(Recorded data)
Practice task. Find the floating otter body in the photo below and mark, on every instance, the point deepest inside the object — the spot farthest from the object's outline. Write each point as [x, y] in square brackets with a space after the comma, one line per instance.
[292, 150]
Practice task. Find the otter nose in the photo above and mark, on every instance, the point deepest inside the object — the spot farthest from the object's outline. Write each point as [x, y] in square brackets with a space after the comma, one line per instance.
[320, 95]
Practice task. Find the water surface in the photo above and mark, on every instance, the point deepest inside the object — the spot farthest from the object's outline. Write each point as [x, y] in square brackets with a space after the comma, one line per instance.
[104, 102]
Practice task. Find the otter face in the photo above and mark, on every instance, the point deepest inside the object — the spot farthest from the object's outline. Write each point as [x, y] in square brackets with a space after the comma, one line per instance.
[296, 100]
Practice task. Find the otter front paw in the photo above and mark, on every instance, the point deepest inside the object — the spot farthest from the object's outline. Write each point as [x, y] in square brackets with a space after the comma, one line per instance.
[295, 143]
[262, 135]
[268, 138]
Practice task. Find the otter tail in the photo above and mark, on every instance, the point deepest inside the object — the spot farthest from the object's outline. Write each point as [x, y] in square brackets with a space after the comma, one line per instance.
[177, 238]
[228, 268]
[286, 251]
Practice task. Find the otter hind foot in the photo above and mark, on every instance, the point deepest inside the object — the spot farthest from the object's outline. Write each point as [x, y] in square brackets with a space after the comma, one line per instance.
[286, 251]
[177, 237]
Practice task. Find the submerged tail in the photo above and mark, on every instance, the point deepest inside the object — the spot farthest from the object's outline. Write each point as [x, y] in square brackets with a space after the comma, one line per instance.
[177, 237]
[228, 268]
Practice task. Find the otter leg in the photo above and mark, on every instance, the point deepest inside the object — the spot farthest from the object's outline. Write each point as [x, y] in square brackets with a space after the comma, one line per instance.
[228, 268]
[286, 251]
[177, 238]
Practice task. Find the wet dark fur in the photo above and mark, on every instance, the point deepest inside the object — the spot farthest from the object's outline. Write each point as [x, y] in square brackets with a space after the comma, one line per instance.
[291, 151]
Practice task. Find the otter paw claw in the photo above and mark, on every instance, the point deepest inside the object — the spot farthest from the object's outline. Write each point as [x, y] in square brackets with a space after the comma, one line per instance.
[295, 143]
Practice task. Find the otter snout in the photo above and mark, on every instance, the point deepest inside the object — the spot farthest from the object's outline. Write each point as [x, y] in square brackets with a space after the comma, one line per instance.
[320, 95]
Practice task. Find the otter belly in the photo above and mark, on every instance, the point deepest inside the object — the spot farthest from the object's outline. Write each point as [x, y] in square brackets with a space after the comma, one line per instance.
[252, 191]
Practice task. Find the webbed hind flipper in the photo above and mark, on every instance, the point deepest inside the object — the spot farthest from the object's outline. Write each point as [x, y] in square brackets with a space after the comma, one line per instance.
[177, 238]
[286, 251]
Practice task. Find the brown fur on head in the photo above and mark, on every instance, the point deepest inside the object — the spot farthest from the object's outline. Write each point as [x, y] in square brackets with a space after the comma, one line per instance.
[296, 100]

#### [Written instruction]
Through the last line of the entries above, beginning at the line containing "Practice task. Find the otter paw", transcribe each line exactly, both ends included and nothing more.

#### [Exercise answer]
Practice task. Find the otter paw claw in the photo above and mark, on every instance, the point deepest inside the object — the spot farthest from the object's outline. Write each point as [x, y] in square brackets with a space after the comma, one line per instance.
[295, 143]
Practice task. Find the otter snout in the photo above and mark, on every instance, the point deepest inside the object — the spot farthest from the object's outline. Write each point as [x, y] in square brackets with a space after the comma, one line per instance.
[320, 95]
Practice task. Find the otter belly in the photo above and mark, on every instance, the point deepest inside the object — the spot farthest from the object's outline. Write each point as [x, y] in square brackets with a space after the comma, one line per instance.
[252, 191]
Practice task. Find the webbed hind flipper in the photo above and mark, on every instance, the point deepest inside the object — the spot farthest from the object's outline. Write each point as [x, y] in square brackets with a space after the comma, one line per instance.
[177, 238]
[286, 251]
Practice task. Find the brown fur on head in the photo above and mark, on every instance, the point deepest inside the object — the spot farthest from the object's outline. Write each point as [x, y] in square brackets with a space after the comma, one line per instance.
[296, 100]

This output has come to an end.